____ Extract to read
An issuer is required to “look through” the record ownership of brokers, dealers, banks or other nominees holding securities for the accounts of their customers to determine the residency of those shareholders. An issuer must also take into account information regarding United States ownership derived from beneficial ownership reports that are provided to it or filed publicly, as well as information that is otherwise provided to it. The reference to beneficial ownership reports is not limited to reports filed with the SEC, but also includes information provided to the issuer or disclosed publicly in other countries, as well as in the United States.

The application of the “look through” provisions is limited to voting securities held of record:

  • in the United States;
  • in the issuer’s home jurisdiction; and
  • in the primary trading market for the issuer’s securities if different from the issuer’s home jurisdiction.

The underlying principle is that these jurisdictions should cover most of the trading volume for the issuer’s securities, and searches in these jurisdictions are likely to yield the greatest number of United States beneficial owners. If, after reasonable inquiry, the issuer is unable to obtain information about a nominee’s customer accounts, including cases where the nominee’s charge for supplying this information would be unreasonable, the issuer may rely on a presumption that the customer accounts are held in the nominee’s principal place of business.
________
What to do
• 1. In the passage on the "look through" rule for shareholder residency, what may an issuer presume about a nominee's customer accounts if reasonable inquiry fails to yield information about them?
• 2. Write the next part of the passage on the "look through" rule for shareholder residency, picking up after its final sentence.
____ Supplied entries
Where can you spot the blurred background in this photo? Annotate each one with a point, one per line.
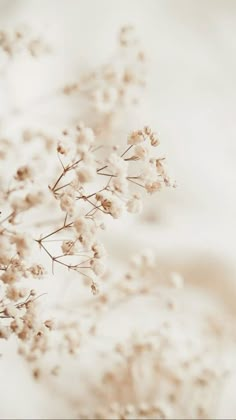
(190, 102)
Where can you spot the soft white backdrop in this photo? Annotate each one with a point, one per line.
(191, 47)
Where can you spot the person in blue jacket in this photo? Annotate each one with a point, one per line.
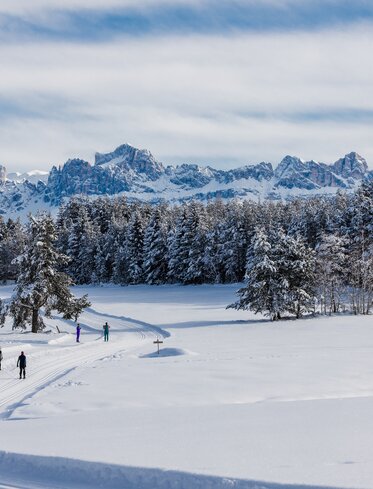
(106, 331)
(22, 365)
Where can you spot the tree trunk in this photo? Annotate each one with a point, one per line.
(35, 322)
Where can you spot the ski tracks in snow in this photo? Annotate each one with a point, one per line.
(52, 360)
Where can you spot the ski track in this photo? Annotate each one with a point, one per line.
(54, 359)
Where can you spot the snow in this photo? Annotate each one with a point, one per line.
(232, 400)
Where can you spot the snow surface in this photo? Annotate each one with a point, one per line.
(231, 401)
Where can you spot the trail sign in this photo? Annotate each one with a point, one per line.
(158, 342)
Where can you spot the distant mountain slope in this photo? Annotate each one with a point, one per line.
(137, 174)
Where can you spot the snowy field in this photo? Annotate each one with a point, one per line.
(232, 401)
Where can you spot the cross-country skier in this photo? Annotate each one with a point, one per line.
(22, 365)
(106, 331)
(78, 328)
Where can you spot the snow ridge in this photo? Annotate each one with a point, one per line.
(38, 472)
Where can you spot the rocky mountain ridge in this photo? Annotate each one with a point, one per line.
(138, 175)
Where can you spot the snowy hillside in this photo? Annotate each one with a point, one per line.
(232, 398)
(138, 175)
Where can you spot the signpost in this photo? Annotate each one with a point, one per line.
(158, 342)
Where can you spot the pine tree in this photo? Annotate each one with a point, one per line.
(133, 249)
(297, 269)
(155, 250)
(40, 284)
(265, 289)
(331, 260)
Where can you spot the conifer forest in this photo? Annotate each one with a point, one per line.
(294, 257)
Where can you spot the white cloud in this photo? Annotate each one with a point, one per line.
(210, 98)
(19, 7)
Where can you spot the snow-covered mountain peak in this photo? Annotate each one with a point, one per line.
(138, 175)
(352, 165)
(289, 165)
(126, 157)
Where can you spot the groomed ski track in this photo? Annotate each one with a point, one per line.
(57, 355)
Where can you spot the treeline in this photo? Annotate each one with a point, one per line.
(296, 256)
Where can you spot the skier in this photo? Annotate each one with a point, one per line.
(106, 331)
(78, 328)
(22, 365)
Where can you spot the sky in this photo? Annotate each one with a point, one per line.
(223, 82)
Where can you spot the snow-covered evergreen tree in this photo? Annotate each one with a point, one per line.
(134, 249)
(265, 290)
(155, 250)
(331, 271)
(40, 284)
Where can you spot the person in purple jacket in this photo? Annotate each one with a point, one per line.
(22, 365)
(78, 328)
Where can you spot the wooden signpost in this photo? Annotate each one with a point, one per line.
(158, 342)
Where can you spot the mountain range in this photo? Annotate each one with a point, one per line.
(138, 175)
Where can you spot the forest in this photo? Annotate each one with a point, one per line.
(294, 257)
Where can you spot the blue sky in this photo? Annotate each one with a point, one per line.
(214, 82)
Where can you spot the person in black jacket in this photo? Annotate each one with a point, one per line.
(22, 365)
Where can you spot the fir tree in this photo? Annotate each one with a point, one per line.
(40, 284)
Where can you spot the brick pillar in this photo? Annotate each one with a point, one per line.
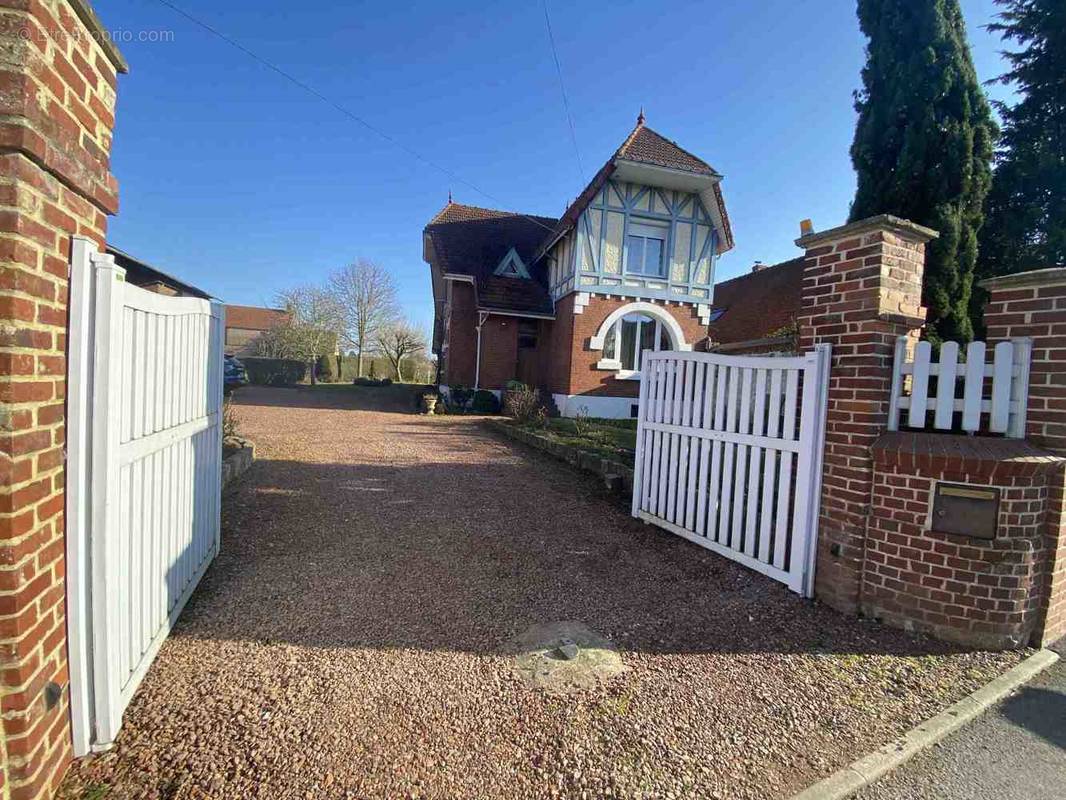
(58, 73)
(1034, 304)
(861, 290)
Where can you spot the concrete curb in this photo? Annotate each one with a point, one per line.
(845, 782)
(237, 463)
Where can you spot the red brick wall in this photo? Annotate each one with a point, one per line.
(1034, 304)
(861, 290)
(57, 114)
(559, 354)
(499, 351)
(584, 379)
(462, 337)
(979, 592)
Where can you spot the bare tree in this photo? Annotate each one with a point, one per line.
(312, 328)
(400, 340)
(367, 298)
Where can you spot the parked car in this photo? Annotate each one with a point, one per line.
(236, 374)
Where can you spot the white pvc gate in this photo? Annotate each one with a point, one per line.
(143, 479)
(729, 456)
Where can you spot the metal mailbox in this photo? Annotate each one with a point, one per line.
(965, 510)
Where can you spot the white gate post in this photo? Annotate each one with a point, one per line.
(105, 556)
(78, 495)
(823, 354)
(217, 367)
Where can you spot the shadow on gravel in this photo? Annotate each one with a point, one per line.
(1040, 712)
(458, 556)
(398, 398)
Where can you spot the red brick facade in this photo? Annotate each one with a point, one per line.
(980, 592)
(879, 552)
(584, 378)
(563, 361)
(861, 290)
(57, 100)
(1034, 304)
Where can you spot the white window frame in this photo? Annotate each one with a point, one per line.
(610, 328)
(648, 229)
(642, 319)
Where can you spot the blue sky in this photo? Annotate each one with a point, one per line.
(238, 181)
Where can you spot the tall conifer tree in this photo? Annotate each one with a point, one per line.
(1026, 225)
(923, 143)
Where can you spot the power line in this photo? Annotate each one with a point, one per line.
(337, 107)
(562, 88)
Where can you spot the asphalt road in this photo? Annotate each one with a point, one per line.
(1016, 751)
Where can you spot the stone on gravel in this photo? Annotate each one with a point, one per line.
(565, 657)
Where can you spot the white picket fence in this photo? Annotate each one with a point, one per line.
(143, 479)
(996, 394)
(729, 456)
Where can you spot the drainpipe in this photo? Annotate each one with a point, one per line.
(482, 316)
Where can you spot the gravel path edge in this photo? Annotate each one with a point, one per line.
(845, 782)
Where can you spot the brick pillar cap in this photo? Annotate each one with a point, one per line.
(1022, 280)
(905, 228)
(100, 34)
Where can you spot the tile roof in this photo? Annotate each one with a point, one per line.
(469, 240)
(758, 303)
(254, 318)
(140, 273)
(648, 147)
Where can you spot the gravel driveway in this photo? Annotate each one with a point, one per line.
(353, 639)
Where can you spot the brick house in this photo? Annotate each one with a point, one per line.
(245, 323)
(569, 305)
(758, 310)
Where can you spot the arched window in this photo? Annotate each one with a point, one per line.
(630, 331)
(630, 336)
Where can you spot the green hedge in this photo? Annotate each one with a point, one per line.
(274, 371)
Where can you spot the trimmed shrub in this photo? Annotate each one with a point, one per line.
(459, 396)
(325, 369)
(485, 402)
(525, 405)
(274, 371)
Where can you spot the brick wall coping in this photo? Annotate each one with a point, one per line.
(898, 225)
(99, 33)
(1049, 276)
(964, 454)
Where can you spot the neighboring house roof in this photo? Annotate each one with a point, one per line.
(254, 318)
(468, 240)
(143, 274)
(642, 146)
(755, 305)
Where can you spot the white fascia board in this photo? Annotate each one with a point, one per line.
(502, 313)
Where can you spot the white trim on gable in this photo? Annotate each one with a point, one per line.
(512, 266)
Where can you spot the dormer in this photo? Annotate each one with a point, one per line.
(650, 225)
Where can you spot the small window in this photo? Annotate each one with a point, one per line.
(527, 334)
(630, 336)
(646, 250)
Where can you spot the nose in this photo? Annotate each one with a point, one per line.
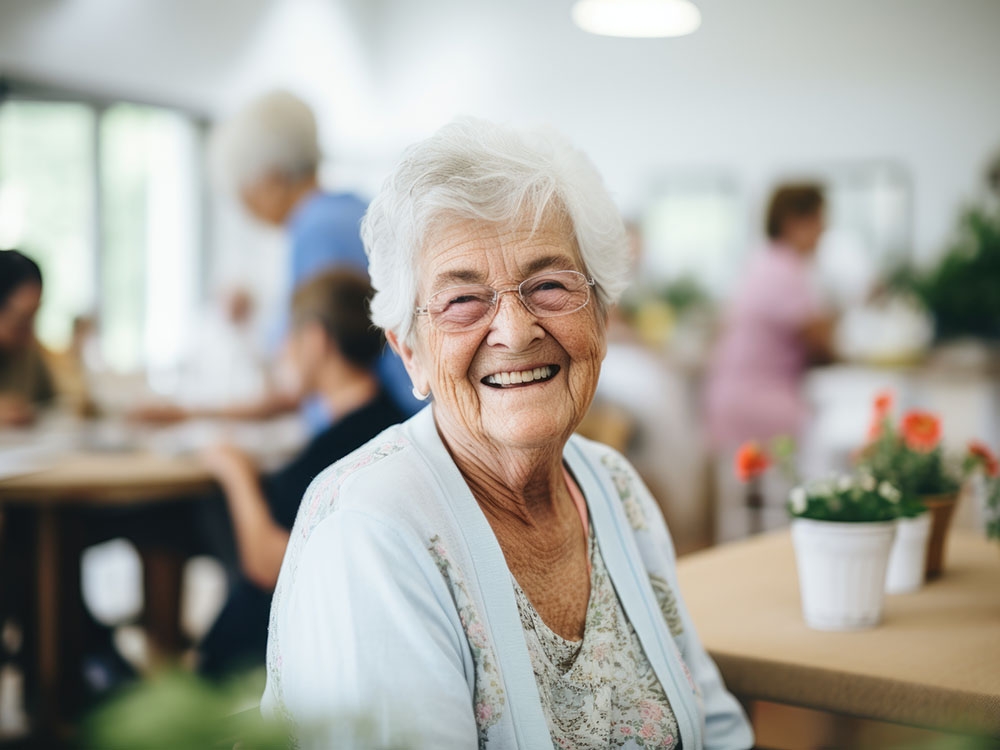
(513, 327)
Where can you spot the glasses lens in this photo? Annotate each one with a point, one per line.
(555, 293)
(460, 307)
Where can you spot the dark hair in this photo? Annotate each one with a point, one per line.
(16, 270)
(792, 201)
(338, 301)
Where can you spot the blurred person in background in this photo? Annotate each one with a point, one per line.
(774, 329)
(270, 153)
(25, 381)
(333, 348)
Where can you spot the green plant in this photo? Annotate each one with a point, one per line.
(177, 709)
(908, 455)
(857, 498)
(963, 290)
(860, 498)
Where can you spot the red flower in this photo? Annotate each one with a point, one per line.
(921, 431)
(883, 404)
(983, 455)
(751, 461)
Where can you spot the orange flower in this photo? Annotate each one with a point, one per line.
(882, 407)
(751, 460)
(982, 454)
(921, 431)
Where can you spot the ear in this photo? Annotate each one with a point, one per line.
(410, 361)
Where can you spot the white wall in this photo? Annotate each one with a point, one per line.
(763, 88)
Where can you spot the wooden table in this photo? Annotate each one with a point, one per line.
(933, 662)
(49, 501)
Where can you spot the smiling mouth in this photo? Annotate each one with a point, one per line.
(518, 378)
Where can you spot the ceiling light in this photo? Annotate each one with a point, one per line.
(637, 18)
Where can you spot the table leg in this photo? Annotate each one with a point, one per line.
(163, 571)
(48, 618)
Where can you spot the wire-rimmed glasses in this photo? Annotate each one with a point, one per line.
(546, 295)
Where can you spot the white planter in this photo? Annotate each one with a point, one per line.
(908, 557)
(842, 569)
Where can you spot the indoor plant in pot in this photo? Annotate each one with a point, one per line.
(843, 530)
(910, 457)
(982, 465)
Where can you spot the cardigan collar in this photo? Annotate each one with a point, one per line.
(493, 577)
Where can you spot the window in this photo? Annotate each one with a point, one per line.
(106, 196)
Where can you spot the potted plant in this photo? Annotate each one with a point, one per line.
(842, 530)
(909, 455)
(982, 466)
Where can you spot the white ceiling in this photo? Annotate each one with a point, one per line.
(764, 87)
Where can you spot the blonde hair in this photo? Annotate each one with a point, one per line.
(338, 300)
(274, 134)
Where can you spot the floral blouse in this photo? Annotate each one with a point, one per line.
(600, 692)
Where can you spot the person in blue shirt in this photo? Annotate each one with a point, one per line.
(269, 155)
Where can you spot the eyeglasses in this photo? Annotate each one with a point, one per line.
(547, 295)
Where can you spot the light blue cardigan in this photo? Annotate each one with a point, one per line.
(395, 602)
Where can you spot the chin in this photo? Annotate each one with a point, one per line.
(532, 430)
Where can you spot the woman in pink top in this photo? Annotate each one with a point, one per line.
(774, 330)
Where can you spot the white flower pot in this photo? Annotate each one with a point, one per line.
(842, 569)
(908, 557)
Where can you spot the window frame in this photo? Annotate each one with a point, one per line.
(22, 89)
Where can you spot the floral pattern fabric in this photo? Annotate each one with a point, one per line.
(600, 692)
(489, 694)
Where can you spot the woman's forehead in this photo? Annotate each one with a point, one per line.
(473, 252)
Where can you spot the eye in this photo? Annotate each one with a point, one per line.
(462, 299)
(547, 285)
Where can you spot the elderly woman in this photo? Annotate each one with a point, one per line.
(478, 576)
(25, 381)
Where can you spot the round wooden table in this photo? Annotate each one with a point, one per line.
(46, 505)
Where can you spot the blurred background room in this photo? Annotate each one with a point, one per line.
________
Replies
• 1. The issuer may presume that the customer accounts are held in the nominee's principal place of business.

• 2.
Once an issuer qualifies as a foreign private issuer, it will immediately be able to use the forms and rules designated for foreign private issuers until it fails to qualify for this status at the end of its most recently completed second fiscal quarter. An issuer’s determination that it fails to qualify as a foreign private issuer governs its eligibility to use the forms and rules designated for foreign private issuers beginning on the first day of the fiscal year following the determination date. Once an issuer fails to qualify for foreign private issuer status, it will remain unqualified unless it meets the requirements for foreign private issuer status as of the last business day of its second fiscal quarter.

Corporate Governance
Disclosure of CEO/Chairman Structure

The Dodd-Frank Act requires the SEC to issue rules mandating United States public companies to disclose in their annual proxy statements the reasons why the positions of chief executive officer and chairman of the board are filled by the same person or by different individuals. This provision has already been substantially implemented for United States public companies. Because this is a disclosure requirement for proxy statements, it will not apply to foreign private issuers unless the SEC takes additional steps to extend that requirement.

Broker Discretionary Voting

The Dodd-Frank Act requires United States stock exchanges to amend their rules to prohibit brokers from exercising discretionary authority to vote in connection with the election of directors, executive compensation (including say on pay), or any other significant matter as determined by the SEC. Effective for the 2010 proxy season, the NYSE had already amended its rules to eliminate broker discretionary voting for the election of directors, whether or not the election was contested. The prohibition affects not only companies listed on the NYSE, but also companies listed on other exchanges, such as NASDAQ, because most large brokerage firms are NYSE member organizations. The NYSE rule applies to foreign private issuers listed on U.S. stock exchanges, and this provision of the Dodd-Frank Act will apply to them as well.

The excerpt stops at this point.